- TASK DETAILS -
Check each statement against the text on the Red Sea strikes and answer yes or no, quoting the deciding words of the text: 1. The International Crisis Group said a military response would have a large overall impact. 2. Nearly fifteen percent of the world's seaborne trade passes through the Red Sea and the Suez Canal. 3. The Houthis lost most of their military assets in the American and British strikes.

- PAGE EXCERPT -
Yet the U.S.-led strikes on the Houthis appear unlikely to curtail confrontations in the Red Sea—or tensions anywhere else in the Middle East. On Friday, the International Crisis Group warned that “a military response to Houthi attacks may have symbolic value for Western nations and may curb certain Houthi capabilities but will have limited overall impact. They could even make things worse.” The Yemeni rebels are “buoyed by popular support” for siding with Hamas in Gaza and gaining lopsided leverage over international commerce, the I.C.G. concluded. Nearly fifteen per cent of the world’s seaborne trade passes through the Red Sea and the Suez Canal. The Houthi attacks, which have accelerated since November 19th, have already affected almost fifty nations, President Biden said in a statement on the U.S response.

American and British forces launched a hundred and fifty missiles and bombs that hit sixty military sites in more than two dozen locations in Yemen. Yet the Houthis reportedly still have the vast majority of their military assets. Like Hamas, the Houthis “feel empowered to have their way at a bearable cost,” the I.C.G. said. Both militias are pulling the world into their conflicts—and hyping their causes. On Sunday, the Houthis fired at a U.S. warship in the Red Sea. On Monday, they hit a U.S.-owned container ship. On Tuesday, the Houthis struck another container ship—and the U.S fired at four more sites where missiles were about to be fired.

- STORED RECORDS -
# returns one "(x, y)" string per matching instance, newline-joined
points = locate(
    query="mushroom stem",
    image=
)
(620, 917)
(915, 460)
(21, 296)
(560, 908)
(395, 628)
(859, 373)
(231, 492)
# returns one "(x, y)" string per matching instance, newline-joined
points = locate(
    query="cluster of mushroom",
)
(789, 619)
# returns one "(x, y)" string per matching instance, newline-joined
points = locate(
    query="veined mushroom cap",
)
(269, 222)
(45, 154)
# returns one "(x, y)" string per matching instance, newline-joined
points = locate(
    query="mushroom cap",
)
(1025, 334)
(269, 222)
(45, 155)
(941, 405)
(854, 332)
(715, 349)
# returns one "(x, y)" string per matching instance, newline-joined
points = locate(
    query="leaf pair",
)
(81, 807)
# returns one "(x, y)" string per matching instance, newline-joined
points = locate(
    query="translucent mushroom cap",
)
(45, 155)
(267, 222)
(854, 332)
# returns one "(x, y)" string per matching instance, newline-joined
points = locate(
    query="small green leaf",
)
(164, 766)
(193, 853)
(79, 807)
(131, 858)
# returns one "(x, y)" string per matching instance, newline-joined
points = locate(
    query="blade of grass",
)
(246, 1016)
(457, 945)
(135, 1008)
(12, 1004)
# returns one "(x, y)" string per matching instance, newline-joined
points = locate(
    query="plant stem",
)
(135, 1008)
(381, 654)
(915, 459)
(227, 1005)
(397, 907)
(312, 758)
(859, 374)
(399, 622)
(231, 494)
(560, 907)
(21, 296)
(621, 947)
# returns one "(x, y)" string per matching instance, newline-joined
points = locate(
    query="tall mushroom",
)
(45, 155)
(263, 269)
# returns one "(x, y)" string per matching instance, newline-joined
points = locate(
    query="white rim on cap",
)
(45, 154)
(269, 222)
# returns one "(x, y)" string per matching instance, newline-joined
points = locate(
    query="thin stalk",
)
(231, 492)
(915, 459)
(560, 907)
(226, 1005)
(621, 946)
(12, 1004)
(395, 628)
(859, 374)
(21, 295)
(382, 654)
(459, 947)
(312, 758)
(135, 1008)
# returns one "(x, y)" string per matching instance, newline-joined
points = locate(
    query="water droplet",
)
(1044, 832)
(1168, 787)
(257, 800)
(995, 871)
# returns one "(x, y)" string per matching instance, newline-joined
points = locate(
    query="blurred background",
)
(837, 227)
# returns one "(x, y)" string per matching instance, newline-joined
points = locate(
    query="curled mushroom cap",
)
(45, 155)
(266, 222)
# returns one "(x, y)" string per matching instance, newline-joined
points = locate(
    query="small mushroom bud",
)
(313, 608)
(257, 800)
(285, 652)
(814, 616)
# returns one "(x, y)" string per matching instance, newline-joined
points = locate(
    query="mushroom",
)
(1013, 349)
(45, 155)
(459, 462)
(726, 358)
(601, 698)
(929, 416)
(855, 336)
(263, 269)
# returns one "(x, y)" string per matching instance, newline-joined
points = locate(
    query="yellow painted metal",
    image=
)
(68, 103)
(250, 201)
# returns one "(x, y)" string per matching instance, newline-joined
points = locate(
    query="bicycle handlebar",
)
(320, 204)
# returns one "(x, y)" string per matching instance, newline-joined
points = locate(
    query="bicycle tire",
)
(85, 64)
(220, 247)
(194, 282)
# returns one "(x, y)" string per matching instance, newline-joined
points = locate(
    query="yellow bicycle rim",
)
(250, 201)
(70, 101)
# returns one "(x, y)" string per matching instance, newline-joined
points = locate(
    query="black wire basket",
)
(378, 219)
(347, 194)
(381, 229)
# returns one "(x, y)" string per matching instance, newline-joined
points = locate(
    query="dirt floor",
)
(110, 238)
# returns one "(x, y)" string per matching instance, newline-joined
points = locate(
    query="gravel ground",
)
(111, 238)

- RESPONSE FOR THIS EXERCISE -
1. No: "will have limited overall impact"
2. Yes: "Nearly fifteen per cent of the world’s seaborne trade passes through the Red Sea and the Suez Canal."
3. No: "Yet the Houthis reportedly still have the vast majority of their military assets."